* **Given instruction**
Change every "Would you point out" to "Can you locate" in the records below, and leave all other text the same. Don't include the pictures in your output.

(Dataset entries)
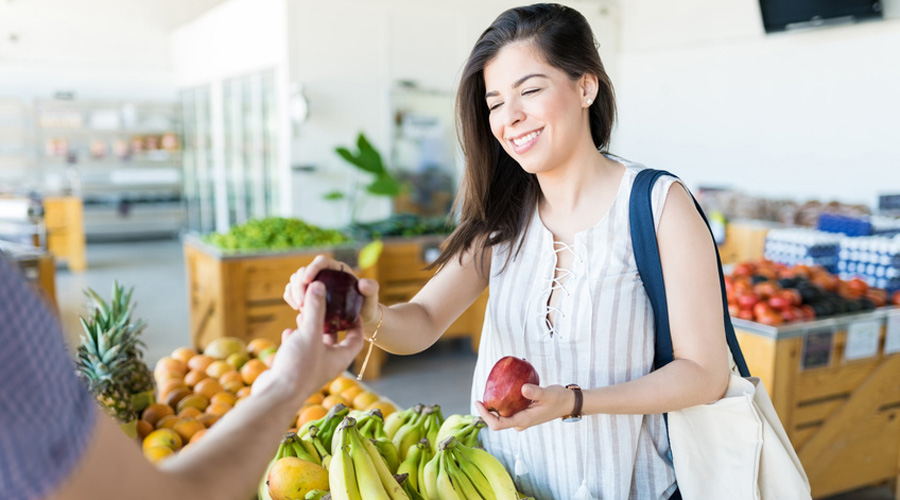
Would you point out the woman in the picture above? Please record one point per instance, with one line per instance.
(544, 223)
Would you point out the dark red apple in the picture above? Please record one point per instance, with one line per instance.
(503, 390)
(343, 299)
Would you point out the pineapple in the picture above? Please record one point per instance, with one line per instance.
(110, 359)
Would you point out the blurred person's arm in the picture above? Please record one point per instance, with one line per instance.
(229, 462)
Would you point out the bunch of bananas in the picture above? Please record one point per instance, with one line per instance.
(460, 472)
(358, 470)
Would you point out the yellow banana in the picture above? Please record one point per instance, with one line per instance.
(428, 483)
(446, 489)
(342, 476)
(391, 486)
(493, 471)
(461, 482)
(367, 476)
(475, 476)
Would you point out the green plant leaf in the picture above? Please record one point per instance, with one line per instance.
(384, 185)
(369, 158)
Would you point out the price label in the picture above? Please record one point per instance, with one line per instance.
(862, 339)
(892, 338)
(817, 349)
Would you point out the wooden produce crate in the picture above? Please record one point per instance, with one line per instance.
(64, 219)
(835, 384)
(402, 273)
(745, 240)
(241, 294)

* **Written response**
Can you locate the woman in the picture above? Please record one point per instance, with one line per instance.
(544, 223)
Can you locate the dark red apple in the picture above? Please record one point per instance, with one line per instance.
(503, 390)
(343, 299)
Can you locate the pineapple in the picture above? Please record one point per instance, with one line per instance.
(110, 359)
Can you locate the blurred person's arm in the picture above? Please record one point per instance, with one line per instance.
(229, 462)
Can you locate the bunch of bananas in the picture above? Please record one point per instance, with one line per instance.
(460, 472)
(358, 470)
Can you locate the yellow banana in the picture above? Please record one point per instance, with one line per instance.
(428, 483)
(446, 489)
(342, 476)
(391, 486)
(493, 471)
(461, 482)
(367, 476)
(475, 476)
Can you locate the green plant leaf in the picture above? Please record one point per instance, with one line per instance.
(384, 185)
(369, 158)
Can you locate the price label in the picture above? Please record one point per instance, with one line per instance.
(862, 339)
(892, 338)
(817, 349)
Can you locate the wooden produce crate in the picture above? Please record one point per instance, with one line per instance.
(64, 219)
(835, 384)
(402, 273)
(745, 240)
(241, 294)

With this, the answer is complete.